[Image location labeling lines]
====
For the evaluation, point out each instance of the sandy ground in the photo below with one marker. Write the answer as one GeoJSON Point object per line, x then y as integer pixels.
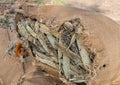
{"type": "Point", "coordinates": [108, 8]}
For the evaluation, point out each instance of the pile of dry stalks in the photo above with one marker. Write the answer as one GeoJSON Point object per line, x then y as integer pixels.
{"type": "Point", "coordinates": [59, 48]}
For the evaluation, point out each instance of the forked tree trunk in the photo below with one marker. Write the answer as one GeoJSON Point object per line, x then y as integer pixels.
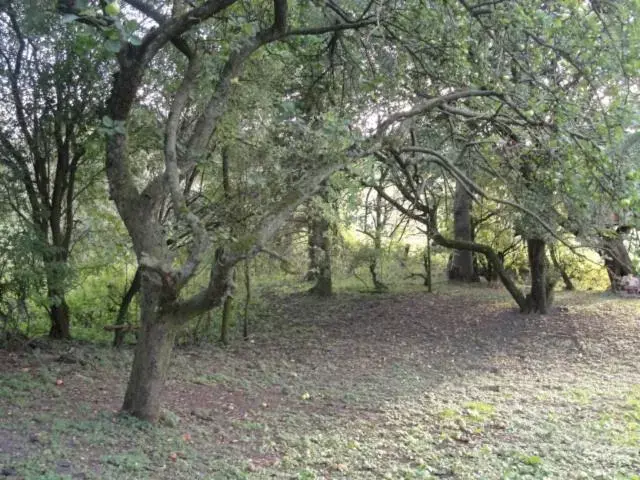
====
Retype every one of the lines above word for word, and leave the pictures out of your answer.

§ Solution below
For the evaluation, point out each instance of the sandy ground in the photo below with one marker. Write the answer as one GeoJSON Point object per line, x then y as integer pixels.
{"type": "Point", "coordinates": [108, 8]}
For the evaluation, point out each instance of the pile of dry stalks in the photo above with one marker. Write the answer as one GeoJSON Point object per line, x then y as integer pixels.
{"type": "Point", "coordinates": [59, 48]}
For the evaluation, point out each instance of the forked tree trunk in the photo below with one marker. Write the answer as one GeoJSON Point object per line, x then y as integer pixels.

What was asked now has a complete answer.